----- EXERCISE PASSAGE
Now that I’m at the point where, despite what I thought was clever dressing to conceal my bump, I am very obviously, it appears, pregnant, I am confronted by yet another issue. How much do I say about our baby’s origins?
It’s very easy to think that the obvious answer to that is “as much or as little as you want, it’s nobody else’s business.” But for me that oversimplifies things. Let’s be clear, I feel no shame about the fact that we have used a donor egg. This baby is unquestionably my baby, and while I’m not naive enough to assume that there won’t be bumps in the road in the future around this, for now, I’m not just at peace with the decision I’ve made, I’m proud of myself for making it.
In therapy speak (not my therapist, obviously, she wouldn’t be my therapist if she spoke like this), I’ve “done the work” to get to this point. I’m also comfortable that the way we found our donor was ethical, that she had a good understanding of the physical and mental implications of what she was doing, that she wasn’t exploited.
If it were just me, I’d be telling everyone. But it’s not just me. And I’m not talking about B, who has, in his usual way, been brilliant and told me that what we tell people is entirely up to me and he will follow my lead. I’m talking about the bundle of cells that became an embryo, that became a foetus that now, on the scans, is discernible as a humanoid creature with body parts I can identify. I’m talking about someone who will I hope, one day, be a child, and then an adult, who will have their own views on how much about their conception they want to disclose, and to whom.
----------
WHAT TO WORK ON -
1. In the essay about disclosing a donor-egg pregnancy, what did B tell the writer about what they tell people?
2. Continue the essay about disclosing a donor-egg pregnancy, starting after its last sentence.
----- INFORMATION PROVIDED
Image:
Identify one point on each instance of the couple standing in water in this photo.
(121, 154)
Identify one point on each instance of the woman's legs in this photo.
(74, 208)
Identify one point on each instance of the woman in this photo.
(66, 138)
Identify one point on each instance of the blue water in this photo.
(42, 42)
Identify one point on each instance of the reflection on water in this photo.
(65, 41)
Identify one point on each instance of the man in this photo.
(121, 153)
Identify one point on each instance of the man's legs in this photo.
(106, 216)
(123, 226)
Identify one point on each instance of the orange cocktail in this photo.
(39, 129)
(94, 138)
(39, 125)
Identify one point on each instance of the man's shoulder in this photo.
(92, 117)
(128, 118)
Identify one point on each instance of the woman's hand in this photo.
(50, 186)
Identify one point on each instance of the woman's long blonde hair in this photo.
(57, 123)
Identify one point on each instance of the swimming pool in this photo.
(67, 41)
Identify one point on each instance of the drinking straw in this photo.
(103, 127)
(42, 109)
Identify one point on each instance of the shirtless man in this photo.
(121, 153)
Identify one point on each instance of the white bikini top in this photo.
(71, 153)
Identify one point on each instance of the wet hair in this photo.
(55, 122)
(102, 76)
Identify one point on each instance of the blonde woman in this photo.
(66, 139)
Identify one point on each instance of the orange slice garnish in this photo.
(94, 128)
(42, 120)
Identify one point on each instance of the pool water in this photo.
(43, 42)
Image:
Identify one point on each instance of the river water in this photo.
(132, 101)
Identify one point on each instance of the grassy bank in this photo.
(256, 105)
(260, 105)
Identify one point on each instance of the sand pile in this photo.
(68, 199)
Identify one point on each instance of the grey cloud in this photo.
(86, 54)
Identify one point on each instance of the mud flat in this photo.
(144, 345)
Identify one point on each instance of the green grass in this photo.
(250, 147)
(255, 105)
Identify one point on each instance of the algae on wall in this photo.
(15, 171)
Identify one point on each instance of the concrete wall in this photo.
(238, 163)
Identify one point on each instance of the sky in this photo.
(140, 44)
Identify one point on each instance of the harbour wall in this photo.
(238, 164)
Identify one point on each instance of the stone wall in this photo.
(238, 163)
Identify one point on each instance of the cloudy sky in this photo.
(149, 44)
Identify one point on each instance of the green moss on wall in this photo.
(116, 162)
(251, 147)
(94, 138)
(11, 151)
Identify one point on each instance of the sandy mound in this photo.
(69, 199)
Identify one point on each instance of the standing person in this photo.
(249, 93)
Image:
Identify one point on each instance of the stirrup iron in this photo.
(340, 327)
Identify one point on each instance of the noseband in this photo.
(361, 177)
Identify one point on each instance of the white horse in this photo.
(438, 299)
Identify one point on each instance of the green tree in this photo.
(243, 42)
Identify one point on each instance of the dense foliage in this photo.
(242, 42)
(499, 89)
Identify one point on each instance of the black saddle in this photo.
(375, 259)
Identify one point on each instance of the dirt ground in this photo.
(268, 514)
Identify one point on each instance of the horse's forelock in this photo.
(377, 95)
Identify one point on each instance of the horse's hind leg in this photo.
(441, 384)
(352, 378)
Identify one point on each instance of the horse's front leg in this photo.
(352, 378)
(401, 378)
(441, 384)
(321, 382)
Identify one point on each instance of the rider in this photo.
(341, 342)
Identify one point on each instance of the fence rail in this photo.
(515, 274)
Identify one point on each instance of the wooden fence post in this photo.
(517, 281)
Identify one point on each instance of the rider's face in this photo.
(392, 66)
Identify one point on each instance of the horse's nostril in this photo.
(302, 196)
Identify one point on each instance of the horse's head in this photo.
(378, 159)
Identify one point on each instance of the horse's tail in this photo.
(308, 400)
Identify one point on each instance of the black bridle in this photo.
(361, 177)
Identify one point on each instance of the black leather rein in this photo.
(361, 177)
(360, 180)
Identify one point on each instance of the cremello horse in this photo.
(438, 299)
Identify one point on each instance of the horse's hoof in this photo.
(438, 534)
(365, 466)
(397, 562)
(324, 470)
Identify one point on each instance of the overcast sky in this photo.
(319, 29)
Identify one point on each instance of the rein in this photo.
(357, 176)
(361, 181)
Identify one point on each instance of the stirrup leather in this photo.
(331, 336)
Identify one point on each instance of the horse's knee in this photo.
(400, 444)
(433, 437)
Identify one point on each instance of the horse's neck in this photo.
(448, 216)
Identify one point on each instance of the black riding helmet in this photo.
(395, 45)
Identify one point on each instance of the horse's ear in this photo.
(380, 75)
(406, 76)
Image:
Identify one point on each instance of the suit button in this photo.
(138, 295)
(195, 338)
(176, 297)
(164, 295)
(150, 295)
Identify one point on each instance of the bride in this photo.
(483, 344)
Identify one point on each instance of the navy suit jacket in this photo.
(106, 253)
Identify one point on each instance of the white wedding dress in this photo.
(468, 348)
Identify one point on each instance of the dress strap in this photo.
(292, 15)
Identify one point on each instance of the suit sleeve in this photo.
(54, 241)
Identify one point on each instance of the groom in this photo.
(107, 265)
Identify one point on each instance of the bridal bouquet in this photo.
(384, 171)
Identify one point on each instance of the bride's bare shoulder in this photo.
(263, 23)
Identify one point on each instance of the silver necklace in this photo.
----------
ANSWERS FOR THIS EXERCISE -
1. That what they tell people is entirely up to the writer, and B will follow the writer's lead.

2.
That’s who I feel a responsibility to. It’s another of those instances where, once you tell someone, you no longer have agency over that information. So when I tell my friends, many – but not all – who know about how we got to this point, I tell them knowing that they might tell their children. The same children who, one day, I hope – when I dare to dream – might be friends with my child. And maybe, when of an age when this sort of thing becomes important, my child might not be ok with their playmates knowing this information that hasn’t come from them.
Of course, my hope is that, because this will be a part of their story from the start, because they will always know how they came into being, this will be as unremarkable as the fact that another child we know was carried by a surrogate, another has two fathers, another has ADHD, another is on the neuro diverse spectrum. Things that are just a part of the fabric of someone’s life, but not things that define them or are in any way remarkable.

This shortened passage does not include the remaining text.